--- Record excerpts ---

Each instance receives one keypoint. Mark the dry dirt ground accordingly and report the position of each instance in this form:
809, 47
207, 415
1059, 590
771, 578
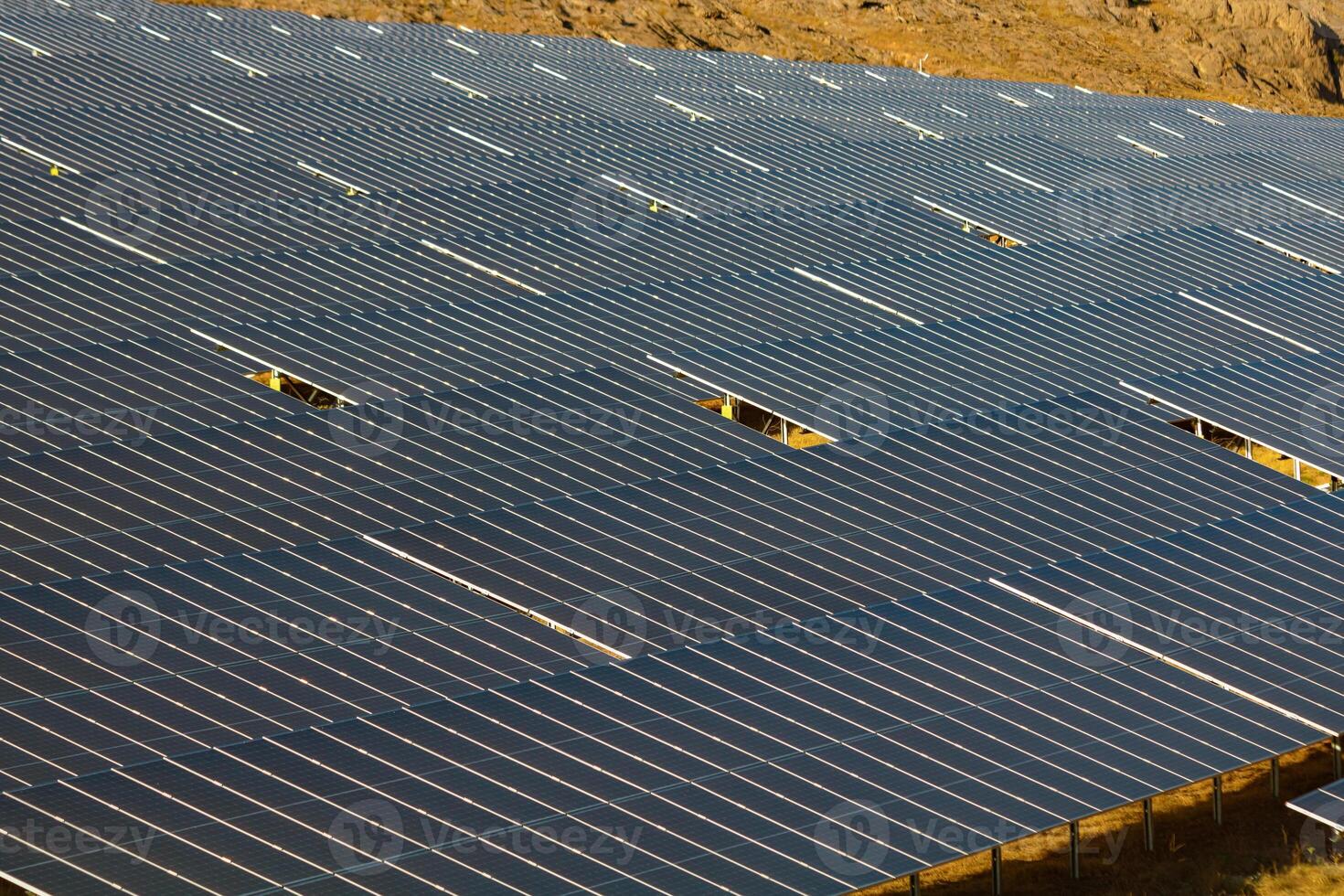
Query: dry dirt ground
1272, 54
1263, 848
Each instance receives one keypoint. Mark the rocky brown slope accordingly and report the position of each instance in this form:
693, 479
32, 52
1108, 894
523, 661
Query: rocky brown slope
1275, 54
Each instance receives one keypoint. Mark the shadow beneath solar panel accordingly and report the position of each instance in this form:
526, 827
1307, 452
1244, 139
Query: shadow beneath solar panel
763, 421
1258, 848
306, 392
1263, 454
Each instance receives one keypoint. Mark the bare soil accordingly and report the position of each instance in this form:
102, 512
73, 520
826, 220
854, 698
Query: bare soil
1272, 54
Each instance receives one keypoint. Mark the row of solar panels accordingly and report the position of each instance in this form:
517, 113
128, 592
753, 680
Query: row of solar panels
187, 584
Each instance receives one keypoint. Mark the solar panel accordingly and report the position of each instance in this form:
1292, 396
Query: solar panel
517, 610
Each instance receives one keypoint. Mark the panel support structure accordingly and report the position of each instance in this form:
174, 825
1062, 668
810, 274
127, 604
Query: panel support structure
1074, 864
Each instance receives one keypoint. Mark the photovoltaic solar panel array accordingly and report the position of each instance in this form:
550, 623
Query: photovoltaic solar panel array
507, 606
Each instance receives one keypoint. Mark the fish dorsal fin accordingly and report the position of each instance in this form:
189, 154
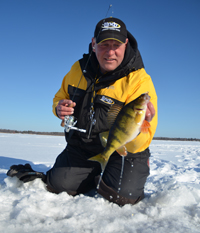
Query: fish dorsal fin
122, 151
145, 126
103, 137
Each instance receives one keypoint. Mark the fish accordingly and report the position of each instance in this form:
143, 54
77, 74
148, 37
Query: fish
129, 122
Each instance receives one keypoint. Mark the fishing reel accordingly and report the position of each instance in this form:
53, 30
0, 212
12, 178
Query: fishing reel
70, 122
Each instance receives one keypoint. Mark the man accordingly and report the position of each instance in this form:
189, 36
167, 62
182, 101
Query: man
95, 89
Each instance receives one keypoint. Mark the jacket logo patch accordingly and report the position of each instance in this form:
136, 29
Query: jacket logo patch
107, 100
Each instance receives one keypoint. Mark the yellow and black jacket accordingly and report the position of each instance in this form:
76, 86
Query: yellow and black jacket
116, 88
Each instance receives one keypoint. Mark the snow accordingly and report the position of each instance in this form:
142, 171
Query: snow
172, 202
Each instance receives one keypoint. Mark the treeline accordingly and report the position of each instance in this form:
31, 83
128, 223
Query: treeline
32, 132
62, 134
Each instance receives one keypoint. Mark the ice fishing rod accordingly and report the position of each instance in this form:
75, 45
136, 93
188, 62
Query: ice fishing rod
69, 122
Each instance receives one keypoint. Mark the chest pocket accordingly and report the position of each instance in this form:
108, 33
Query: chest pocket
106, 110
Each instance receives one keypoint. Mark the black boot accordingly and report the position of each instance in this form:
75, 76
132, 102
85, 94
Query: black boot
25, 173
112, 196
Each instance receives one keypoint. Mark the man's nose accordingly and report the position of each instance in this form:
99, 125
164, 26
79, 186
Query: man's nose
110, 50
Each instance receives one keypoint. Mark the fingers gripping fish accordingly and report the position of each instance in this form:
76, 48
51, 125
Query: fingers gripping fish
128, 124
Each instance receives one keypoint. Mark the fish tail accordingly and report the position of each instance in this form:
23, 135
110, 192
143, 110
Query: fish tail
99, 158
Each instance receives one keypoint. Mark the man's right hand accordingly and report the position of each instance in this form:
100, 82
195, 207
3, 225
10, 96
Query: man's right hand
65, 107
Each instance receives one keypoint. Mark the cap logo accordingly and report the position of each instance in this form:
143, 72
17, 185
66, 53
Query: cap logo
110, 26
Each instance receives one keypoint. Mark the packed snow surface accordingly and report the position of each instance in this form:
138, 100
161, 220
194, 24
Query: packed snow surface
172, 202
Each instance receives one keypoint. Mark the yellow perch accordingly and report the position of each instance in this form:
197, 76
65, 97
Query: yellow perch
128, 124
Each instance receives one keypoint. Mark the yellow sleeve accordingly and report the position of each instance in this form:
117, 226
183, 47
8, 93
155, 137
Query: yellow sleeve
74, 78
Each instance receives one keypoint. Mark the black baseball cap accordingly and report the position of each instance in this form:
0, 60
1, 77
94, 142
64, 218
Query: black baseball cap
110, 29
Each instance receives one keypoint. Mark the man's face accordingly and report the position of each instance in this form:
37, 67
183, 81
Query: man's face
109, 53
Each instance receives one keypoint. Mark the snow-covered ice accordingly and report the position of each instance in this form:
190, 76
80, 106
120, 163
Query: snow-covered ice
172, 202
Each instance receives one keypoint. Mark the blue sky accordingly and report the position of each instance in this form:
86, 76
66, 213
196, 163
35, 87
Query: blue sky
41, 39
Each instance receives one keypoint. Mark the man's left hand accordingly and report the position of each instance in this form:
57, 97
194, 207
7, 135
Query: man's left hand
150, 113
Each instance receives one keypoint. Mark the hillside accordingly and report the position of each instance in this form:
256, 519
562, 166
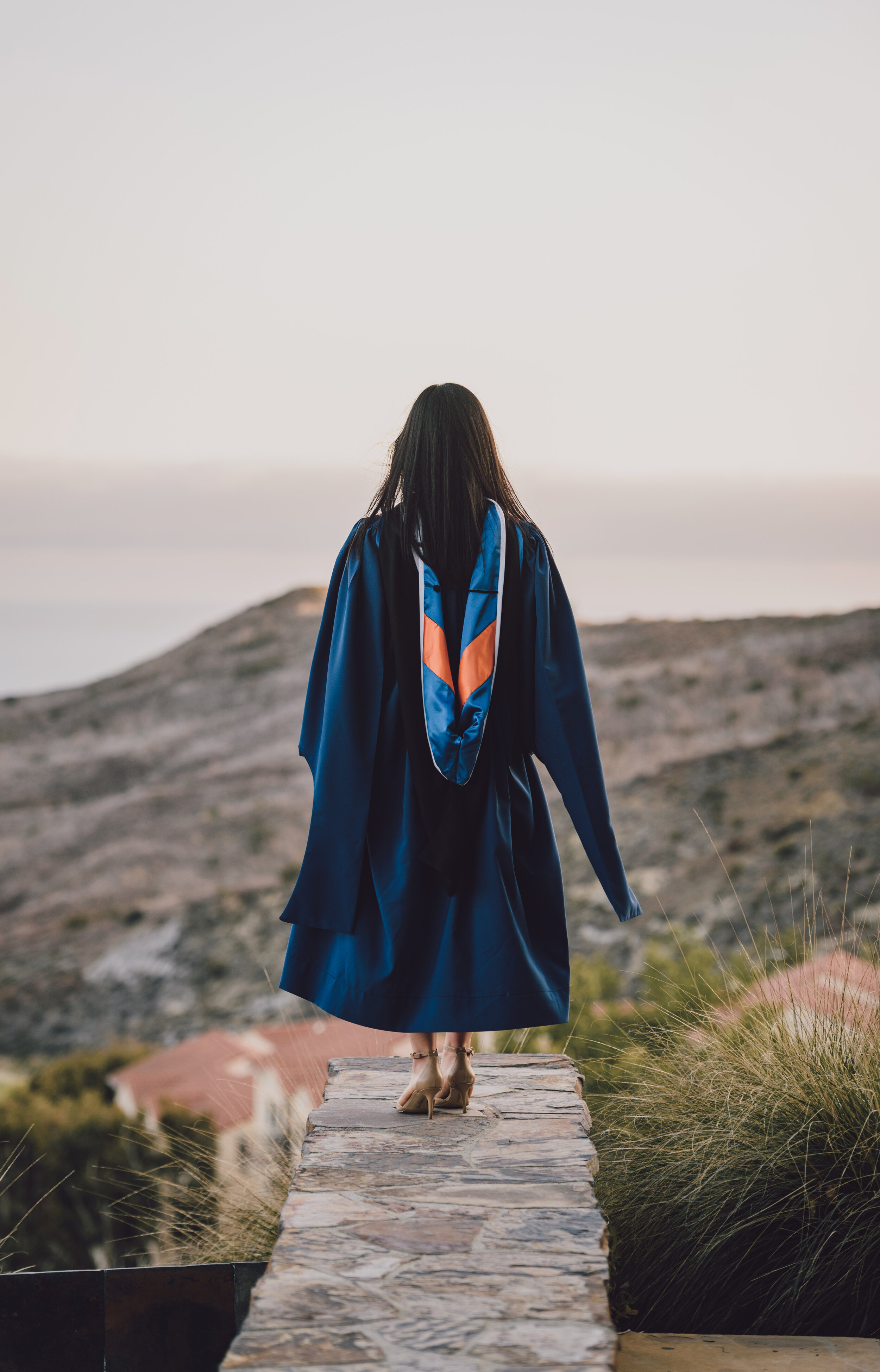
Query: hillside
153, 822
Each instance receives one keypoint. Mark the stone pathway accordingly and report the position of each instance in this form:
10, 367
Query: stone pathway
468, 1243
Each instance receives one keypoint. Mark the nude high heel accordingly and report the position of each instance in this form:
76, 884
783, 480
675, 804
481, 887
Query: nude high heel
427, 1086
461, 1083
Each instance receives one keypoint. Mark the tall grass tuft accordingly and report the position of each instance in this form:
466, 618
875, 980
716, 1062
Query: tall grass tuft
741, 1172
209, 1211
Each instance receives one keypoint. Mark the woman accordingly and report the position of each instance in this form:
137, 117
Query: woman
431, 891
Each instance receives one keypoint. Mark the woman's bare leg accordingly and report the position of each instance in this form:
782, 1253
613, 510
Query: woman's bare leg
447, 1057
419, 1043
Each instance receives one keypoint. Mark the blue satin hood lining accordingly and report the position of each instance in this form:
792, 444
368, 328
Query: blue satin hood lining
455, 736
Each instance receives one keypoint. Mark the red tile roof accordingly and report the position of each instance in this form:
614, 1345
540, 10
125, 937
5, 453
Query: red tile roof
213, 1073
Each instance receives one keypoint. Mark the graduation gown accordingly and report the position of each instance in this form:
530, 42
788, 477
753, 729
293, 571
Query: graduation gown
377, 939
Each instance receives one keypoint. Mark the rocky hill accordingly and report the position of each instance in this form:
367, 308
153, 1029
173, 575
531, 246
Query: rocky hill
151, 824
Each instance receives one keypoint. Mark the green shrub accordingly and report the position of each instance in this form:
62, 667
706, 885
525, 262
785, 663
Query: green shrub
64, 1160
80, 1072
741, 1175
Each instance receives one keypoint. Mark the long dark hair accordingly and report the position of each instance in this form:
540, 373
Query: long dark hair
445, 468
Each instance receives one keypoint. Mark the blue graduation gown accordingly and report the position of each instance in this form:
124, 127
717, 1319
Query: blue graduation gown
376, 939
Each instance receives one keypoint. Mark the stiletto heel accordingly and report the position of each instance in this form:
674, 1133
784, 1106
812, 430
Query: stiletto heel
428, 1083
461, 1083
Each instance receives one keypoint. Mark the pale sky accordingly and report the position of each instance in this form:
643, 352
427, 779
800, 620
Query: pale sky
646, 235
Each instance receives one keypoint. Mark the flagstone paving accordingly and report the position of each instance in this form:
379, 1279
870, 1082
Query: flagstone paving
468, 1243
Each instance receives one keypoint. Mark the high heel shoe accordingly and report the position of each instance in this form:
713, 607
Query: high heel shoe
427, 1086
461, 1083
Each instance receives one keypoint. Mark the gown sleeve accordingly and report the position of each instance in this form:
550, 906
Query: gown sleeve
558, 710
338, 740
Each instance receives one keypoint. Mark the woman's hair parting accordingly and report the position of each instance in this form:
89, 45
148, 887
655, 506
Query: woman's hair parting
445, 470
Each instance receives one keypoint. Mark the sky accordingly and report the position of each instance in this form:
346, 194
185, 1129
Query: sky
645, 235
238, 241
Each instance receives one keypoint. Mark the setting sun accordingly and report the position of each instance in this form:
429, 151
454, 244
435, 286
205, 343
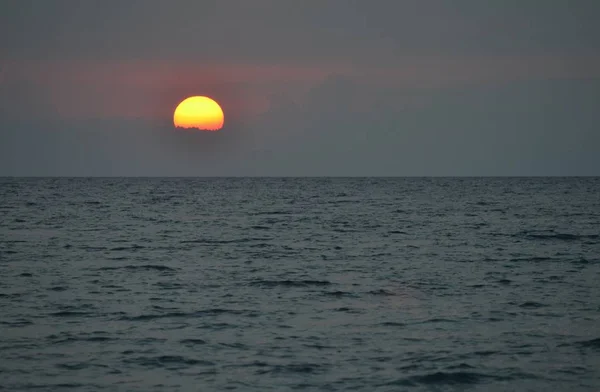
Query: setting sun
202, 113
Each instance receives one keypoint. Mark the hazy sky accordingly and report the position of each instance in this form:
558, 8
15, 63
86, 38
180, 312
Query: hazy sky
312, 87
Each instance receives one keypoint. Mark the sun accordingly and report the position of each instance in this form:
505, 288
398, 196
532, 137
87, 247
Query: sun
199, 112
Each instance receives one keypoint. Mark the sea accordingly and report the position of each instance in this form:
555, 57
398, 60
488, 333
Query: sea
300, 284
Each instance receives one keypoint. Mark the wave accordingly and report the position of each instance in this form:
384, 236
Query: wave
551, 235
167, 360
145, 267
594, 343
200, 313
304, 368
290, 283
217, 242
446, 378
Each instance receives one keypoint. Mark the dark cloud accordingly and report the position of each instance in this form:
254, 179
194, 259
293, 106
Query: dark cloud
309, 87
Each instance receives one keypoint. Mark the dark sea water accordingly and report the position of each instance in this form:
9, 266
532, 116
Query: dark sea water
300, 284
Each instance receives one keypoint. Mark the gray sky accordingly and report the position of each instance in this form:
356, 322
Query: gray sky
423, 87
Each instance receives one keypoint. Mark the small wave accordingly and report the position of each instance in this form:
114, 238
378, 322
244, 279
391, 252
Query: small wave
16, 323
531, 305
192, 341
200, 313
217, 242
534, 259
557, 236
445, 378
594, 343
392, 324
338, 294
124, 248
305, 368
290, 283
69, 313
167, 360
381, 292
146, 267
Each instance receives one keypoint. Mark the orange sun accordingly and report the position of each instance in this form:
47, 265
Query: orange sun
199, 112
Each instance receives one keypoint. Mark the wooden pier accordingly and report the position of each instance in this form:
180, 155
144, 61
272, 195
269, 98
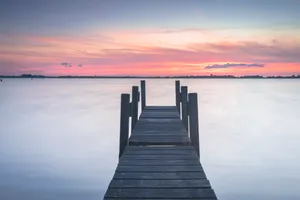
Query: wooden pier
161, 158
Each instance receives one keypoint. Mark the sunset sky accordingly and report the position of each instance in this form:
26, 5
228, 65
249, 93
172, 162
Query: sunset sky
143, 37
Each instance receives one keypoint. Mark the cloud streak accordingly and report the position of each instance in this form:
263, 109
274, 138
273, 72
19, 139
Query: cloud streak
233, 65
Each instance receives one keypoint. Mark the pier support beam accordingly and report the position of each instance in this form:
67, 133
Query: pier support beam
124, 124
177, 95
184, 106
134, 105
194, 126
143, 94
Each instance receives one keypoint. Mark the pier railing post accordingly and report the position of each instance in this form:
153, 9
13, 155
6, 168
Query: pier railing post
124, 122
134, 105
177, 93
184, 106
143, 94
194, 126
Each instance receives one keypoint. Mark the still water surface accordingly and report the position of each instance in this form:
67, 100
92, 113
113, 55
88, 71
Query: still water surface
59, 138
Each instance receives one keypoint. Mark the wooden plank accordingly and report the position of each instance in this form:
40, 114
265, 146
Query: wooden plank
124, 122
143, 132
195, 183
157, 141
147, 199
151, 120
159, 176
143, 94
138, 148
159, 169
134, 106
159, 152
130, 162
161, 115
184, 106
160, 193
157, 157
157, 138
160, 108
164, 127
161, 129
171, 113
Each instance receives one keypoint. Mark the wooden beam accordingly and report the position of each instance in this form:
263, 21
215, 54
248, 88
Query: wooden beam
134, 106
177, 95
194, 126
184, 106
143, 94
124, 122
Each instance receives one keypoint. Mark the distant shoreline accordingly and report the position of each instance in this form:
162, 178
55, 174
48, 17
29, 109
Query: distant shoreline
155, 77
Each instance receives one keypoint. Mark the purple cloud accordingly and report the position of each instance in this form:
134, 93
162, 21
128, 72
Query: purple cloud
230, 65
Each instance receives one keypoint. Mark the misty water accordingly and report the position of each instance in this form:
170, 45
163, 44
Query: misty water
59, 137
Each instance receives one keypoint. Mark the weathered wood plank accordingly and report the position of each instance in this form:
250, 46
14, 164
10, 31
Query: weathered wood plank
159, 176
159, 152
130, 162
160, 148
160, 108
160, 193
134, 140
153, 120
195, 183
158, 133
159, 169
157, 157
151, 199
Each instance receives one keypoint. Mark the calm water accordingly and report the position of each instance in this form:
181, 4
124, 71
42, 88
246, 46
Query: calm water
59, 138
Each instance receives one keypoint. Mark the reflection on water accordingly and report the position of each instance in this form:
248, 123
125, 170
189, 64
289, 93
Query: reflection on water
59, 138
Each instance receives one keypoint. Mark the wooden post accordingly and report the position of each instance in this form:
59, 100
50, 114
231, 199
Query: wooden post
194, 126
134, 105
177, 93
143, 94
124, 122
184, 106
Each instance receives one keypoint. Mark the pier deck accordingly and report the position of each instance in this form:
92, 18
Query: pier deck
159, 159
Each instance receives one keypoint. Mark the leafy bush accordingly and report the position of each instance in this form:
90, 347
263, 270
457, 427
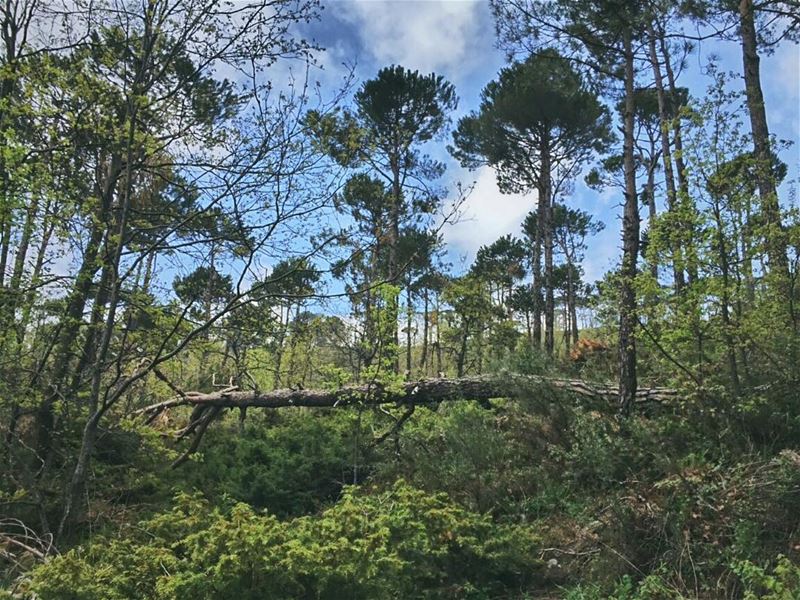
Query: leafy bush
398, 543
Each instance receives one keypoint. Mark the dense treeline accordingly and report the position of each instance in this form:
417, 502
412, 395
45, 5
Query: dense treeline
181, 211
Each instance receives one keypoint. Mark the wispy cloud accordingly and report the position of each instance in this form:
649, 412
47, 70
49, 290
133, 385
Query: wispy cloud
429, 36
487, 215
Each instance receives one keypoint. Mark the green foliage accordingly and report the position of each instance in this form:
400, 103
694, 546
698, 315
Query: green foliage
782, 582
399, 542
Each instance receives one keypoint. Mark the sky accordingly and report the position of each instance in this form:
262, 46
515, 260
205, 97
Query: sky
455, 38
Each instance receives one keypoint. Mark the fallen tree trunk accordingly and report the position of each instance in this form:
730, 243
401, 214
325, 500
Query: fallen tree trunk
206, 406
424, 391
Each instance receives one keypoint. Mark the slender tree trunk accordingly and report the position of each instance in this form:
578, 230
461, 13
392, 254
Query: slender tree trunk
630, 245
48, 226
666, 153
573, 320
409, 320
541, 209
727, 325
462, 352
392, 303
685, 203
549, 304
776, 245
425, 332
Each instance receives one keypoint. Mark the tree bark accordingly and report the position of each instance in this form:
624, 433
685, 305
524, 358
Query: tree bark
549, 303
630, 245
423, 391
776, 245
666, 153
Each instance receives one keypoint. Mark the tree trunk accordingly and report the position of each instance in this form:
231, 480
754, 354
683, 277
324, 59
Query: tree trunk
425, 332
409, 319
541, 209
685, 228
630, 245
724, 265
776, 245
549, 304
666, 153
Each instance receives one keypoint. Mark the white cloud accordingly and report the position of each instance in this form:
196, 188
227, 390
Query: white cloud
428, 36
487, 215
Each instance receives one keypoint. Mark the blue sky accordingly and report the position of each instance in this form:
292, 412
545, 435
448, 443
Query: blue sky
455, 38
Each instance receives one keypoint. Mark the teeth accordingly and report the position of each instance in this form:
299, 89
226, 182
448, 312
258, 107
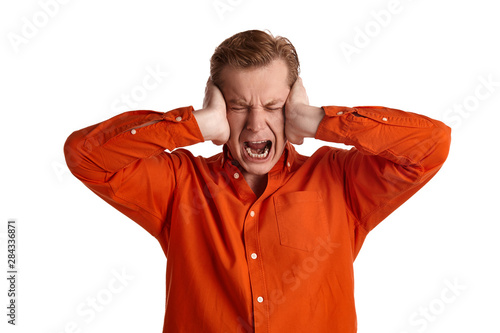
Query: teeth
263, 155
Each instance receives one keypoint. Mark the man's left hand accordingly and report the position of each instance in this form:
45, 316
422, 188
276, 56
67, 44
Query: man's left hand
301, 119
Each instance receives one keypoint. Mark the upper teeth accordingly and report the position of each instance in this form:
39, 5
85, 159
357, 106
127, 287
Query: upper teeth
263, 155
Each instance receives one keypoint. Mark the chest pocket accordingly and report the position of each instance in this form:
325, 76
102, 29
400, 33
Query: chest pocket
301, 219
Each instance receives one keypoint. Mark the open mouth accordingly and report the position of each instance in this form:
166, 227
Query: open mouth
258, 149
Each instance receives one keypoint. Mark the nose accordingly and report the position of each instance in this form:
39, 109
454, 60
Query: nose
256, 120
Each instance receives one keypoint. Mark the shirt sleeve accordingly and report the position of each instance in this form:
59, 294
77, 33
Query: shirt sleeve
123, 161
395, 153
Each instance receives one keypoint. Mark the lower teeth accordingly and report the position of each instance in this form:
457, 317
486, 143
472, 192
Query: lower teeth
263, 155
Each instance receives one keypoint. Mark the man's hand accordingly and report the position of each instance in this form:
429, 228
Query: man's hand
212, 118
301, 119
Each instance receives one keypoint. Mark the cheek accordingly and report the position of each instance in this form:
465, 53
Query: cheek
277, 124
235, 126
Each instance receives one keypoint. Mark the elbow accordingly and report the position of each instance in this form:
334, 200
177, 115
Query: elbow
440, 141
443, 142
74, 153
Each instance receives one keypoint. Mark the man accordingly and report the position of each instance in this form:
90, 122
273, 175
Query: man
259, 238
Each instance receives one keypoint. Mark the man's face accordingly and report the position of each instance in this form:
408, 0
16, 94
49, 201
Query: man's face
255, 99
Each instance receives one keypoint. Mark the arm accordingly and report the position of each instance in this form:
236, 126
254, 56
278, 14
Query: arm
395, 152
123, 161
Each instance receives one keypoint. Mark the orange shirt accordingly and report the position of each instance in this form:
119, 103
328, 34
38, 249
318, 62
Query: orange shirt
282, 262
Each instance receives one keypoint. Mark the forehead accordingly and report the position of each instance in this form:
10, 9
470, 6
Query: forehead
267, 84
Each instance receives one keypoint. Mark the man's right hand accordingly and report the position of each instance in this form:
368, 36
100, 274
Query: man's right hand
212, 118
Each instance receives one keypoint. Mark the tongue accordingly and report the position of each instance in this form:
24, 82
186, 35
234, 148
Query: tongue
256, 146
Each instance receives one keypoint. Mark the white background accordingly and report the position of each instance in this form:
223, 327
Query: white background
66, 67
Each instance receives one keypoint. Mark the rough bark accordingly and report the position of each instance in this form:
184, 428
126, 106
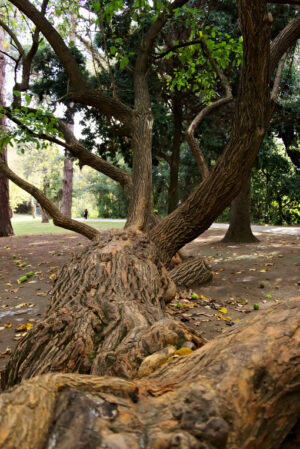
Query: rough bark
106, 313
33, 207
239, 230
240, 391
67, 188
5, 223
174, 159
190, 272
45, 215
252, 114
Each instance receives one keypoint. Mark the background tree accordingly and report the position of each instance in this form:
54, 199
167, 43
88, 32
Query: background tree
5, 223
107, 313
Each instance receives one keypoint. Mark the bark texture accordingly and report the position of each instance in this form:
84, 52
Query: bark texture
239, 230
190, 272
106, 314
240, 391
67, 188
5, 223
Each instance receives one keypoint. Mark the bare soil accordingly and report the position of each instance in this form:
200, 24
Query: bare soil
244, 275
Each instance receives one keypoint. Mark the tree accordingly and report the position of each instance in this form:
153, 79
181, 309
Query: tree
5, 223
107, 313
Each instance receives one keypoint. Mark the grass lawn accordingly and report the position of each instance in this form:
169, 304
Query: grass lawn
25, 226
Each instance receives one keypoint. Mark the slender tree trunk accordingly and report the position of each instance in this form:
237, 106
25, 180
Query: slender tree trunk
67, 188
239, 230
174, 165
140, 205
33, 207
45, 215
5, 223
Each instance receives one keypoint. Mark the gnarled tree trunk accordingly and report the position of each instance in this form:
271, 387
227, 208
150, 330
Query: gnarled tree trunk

---

In the entries above, find the line containing "Each instance receives one keypoint. Mark the tree accordingly". Set down that line and every line after it through the last one, exactly and alone.

Each instance receives one keypoint. Mark the tree accordingly and report the position of each instance in this form:
153, 79
181, 309
Query: tree
5, 223
107, 313
Each instance receives one keypoint. Mark the grass lawn accordingly and report the position of each instance in this form:
169, 304
Query: grass lawn
25, 226
Each instance receives one keypoint. Mark the slender tree trunk accordingly and report the position of each instance in this form:
237, 106
25, 180
Query: slender tree trunk
67, 188
239, 230
174, 165
140, 205
33, 207
45, 215
5, 223
Each instance receives one keypoint. Mark the gnarled tree trunk accordingly and report the position of each instance in this form:
271, 387
227, 208
150, 330
Query: gnarled tree trunk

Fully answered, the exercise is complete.